§ DATA EXTRACT
════════
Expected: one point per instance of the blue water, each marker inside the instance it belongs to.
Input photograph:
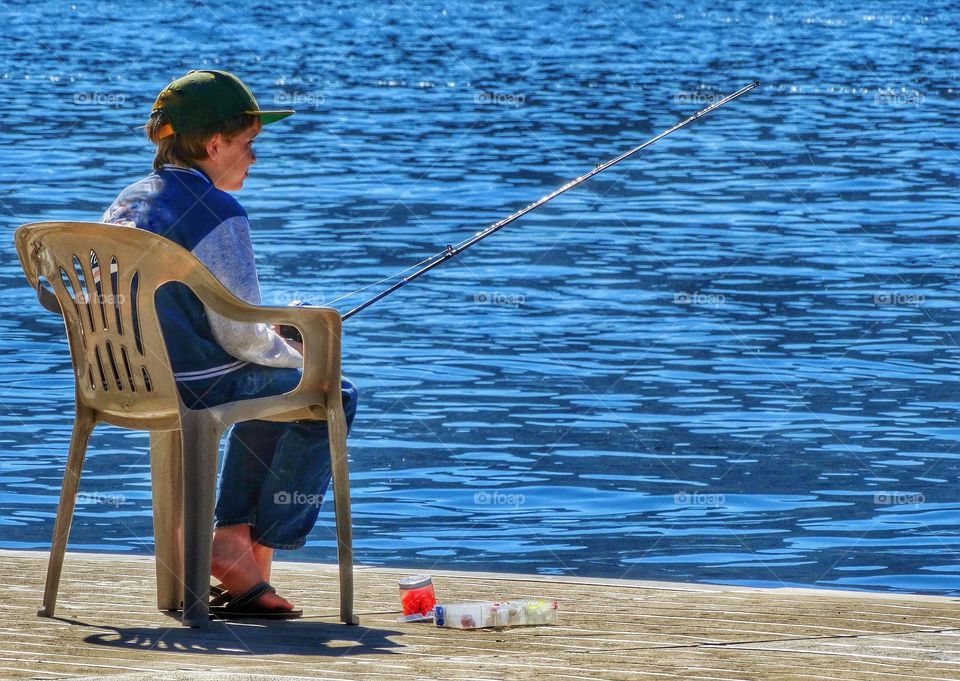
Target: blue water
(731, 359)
════════
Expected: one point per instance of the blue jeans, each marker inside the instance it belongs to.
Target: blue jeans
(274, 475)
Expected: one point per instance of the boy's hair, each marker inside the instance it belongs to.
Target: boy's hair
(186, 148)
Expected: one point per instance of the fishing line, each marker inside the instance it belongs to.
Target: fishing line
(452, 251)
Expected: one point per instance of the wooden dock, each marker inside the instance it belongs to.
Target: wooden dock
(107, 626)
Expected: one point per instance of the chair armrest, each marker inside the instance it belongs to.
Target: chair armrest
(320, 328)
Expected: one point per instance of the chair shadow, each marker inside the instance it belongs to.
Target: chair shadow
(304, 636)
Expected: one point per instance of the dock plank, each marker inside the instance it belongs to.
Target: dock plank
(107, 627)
════════
§ EXERCISE INSTRUCTIONS
Count the lines of the rows above that contain the string "fishing", matching case exactly, and give only the number.

§ SOLVED PROBLEM
2